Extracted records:
>>
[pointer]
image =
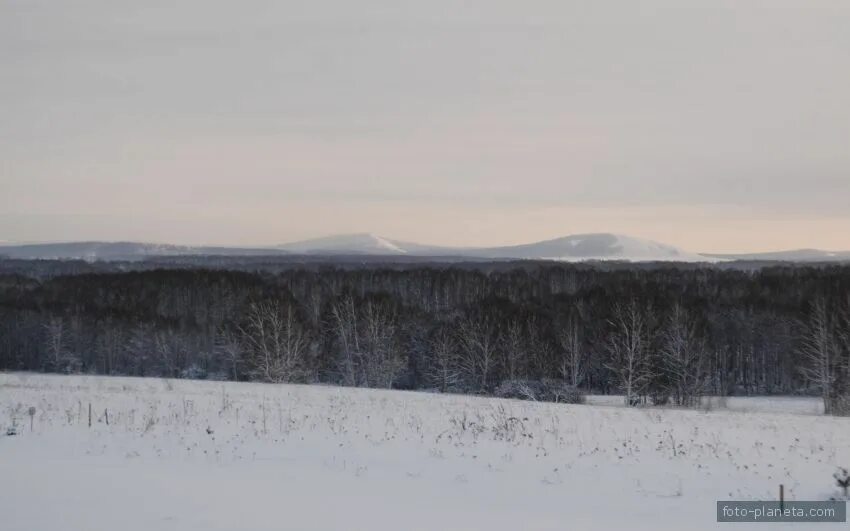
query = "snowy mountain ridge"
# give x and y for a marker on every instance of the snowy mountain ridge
(573, 248)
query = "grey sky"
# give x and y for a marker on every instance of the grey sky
(714, 125)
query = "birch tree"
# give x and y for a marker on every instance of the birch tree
(627, 347)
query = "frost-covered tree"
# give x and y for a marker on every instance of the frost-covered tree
(478, 341)
(819, 352)
(275, 342)
(683, 358)
(628, 344)
(442, 369)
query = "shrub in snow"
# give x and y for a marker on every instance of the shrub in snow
(842, 478)
(193, 372)
(546, 390)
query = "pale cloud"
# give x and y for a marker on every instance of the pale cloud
(714, 125)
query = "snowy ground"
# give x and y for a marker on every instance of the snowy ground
(298, 457)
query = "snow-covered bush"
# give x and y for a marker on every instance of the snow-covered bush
(545, 390)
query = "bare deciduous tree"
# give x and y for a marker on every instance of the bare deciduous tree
(275, 342)
(572, 366)
(477, 339)
(380, 356)
(367, 335)
(514, 349)
(818, 349)
(443, 370)
(683, 356)
(59, 356)
(627, 347)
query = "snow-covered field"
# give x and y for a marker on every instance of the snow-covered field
(183, 455)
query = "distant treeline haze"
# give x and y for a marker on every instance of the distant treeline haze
(653, 334)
<<
**Exercise:**
Copy the entries precisely, images excluded.

**Answer space:**
[pointer]
image =
query = "snowy mountain ridge"
# give x and y for a marker on every instance of the snowy mountain ridge
(573, 248)
query = "grey sky"
# give x and y for a marker on every instance of the grey sky
(714, 125)
query = "birch tree"
# give x and y for a marker on every instance of the birch tree
(627, 347)
query = "frost-covered tree"
# give x and y for a marker on every instance of the frost-covered tree
(478, 341)
(819, 352)
(275, 342)
(683, 358)
(628, 344)
(442, 369)
query = "shrub in snow"
# give x and y for a marker on every instance of the shrub in snow
(842, 478)
(193, 372)
(546, 390)
query = "pale cloud"
# give x and y for a marker on every instance of the pale cloud
(714, 125)
query = "snowy ground"
# give x and y for a marker on every instance of the snowy ground
(298, 457)
query = "snow-covered bush"
# give x and y for a marker on every instance of the snow-covered bush
(545, 390)
query = "bare deciduous tree"
# give x and y for a marker on every instance of the bare deciduous tree
(275, 342)
(572, 366)
(477, 339)
(380, 356)
(367, 335)
(514, 349)
(818, 349)
(443, 370)
(683, 356)
(59, 356)
(627, 347)
query = "snow-covered field"
# give x and y for a marker on every instance of the snow-covered field
(183, 455)
query = "distant treeline haze"
# give x and y for a marker on every instance of the distant treeline haze
(653, 334)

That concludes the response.